##### Available data

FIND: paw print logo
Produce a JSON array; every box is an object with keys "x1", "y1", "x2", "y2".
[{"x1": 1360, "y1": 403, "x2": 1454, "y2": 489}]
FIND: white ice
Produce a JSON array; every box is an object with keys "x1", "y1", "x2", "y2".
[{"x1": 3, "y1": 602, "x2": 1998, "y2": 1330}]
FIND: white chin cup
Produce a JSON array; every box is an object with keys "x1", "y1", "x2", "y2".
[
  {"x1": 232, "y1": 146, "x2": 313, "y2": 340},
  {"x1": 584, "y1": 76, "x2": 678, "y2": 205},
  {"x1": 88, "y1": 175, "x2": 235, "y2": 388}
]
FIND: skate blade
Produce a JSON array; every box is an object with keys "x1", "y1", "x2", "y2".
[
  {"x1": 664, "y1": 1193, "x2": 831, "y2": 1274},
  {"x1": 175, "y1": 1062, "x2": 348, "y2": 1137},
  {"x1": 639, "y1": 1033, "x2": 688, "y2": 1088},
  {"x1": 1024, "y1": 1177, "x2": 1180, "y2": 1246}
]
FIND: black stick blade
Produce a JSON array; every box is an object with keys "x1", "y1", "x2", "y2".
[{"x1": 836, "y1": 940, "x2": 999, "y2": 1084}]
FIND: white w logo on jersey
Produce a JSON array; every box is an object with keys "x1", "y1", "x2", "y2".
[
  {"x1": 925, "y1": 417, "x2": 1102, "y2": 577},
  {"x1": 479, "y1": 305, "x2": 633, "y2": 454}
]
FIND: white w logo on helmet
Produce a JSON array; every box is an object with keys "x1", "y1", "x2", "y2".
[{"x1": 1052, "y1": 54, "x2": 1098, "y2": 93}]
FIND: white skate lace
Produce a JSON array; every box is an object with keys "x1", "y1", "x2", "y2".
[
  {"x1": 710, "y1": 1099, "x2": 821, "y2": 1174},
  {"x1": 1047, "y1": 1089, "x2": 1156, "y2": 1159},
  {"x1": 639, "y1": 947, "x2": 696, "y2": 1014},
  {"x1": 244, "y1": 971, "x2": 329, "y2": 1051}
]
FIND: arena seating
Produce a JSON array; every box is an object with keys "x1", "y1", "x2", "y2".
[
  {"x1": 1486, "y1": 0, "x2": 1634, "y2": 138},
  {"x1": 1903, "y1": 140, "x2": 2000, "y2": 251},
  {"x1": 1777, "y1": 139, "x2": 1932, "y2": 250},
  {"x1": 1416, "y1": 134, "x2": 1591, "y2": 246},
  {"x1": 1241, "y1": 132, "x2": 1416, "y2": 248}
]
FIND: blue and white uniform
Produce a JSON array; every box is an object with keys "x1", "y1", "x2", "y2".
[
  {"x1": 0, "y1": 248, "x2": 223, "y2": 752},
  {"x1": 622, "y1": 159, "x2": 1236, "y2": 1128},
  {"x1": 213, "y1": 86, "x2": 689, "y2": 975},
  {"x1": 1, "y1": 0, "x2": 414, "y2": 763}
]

##########

Go through the listing above and copy each line in which the string "white" is found.

Response area =
FIND: white ice
FIND: white chin cup
FIND: white w logo on jersey
FIND: white w logo on helmet
FIND: white skate lace
FIND: blue and white uniform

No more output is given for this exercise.